Written problem 1 »
Reproduce word for word the part of the forum thread between "Shitty man! Mines" and "this. Because iMad.", inclusive.

Page extract »
--- start ---

Shitty man! Mines not doing that but I'd say it just as bad. Ghosting/washout for me. I'm curious to see how Asus and Google handle this. Because iMad.


----------



## DeFeet (Feb 20, 2012)

I finally got through to Google support after 3 hours, but they put me to the replacement queue and they should be contacting me in the next 48 hours to get another device to me. After I described the problem, the tech guy said this is the first he's heard of this problem.

Also, I took a screenshot and looked at it with my computer and it looked fine. I'm totally convinced that this is hardware and not a software issue. Hopefully anyone else that has an issue like this can get a hold of Google support before the 15 day cutoff mark for free replacements. Good luck gents.


----------



## dadsterflip (Jul 16, 2011)

DeFeet said:


> I finally got through to Google support after 3 hours, but they put me to the replacement queue and they should be contacting me in the next 48 hours to get another device to me. After I described the problem, the tech guy said this is the first he's heard of this problem.
> 
> Also, I took a screenshot and looked at it with my computer and it looked fine. I'm totally convinced that this is hardware and not a software issue. Hopefully anyone else that has an issue like this can get a hold of Google support before the 15 day cutoff mark for free replacements. Good luck gents.


Bill your credit card also and just refund it when they get your old one?

Sent from my Nexus 7 using Tapatalk 2


----------



## iPois0n (Jan 12, 2012)

I'll tell you one rmthing I'm never buying an ips display again. OMLED FTW


----------

--- end ---

Written problem 2 »
Turn the lines of the records below, between the lines holding "Q: For each instance of the bare" and "x=537 y=411", inclusive, into a numbered list with blank lines omitted.

Position identification records:
--- start ---

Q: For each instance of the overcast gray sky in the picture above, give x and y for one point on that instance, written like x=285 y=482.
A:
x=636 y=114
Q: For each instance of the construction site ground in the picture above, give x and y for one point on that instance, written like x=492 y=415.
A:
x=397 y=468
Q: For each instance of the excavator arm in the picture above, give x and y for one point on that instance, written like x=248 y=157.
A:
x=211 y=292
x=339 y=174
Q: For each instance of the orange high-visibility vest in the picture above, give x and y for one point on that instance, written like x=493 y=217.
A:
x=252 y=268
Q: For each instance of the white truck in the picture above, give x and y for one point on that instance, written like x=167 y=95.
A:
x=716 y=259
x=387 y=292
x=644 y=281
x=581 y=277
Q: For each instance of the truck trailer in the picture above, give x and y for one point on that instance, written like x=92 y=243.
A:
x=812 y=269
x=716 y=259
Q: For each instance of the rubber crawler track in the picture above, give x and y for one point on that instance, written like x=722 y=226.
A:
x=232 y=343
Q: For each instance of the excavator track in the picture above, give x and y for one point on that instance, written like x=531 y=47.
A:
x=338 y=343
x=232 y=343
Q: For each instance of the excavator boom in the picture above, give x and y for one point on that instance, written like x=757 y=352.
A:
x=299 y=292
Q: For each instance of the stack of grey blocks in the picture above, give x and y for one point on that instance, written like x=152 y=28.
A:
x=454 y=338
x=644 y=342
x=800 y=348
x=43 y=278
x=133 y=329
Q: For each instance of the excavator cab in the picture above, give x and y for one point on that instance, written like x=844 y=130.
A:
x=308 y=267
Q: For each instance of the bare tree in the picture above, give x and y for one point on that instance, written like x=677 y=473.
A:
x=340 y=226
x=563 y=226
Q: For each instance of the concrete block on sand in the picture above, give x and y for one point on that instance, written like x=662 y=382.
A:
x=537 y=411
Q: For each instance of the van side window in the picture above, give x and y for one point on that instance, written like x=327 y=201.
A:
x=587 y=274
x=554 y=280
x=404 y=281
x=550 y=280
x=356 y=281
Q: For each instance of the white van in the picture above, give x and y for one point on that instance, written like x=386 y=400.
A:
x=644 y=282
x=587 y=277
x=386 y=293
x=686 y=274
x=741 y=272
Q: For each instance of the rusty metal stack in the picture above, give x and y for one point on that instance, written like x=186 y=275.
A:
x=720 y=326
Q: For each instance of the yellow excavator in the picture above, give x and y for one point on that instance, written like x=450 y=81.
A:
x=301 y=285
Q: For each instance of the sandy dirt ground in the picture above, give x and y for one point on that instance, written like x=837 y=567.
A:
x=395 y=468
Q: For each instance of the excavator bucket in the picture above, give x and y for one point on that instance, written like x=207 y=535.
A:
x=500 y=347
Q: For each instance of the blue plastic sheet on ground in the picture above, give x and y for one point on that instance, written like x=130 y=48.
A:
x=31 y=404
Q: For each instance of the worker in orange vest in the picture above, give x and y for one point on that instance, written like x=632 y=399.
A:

--- end ---

Final answer 1 »
Shitty man! Mines not doing that but I'd say it just as bad. Ghosting/washout for me. I'm curious to see how Asus and Google handle this. Because iMad.

Final answer 2 »
1. Q: For each instance of the bare tree in the picture above, give x and y for one point on that instance, written like x=677 y=473.
2. A:
3. x=340 y=226
4. x=563 y=226
5. Q: For each instance of the concrete block on sand in the picture above, give x and y for one point on that instance, written like x=662 y=382.
6. A:
7. x=537 y=411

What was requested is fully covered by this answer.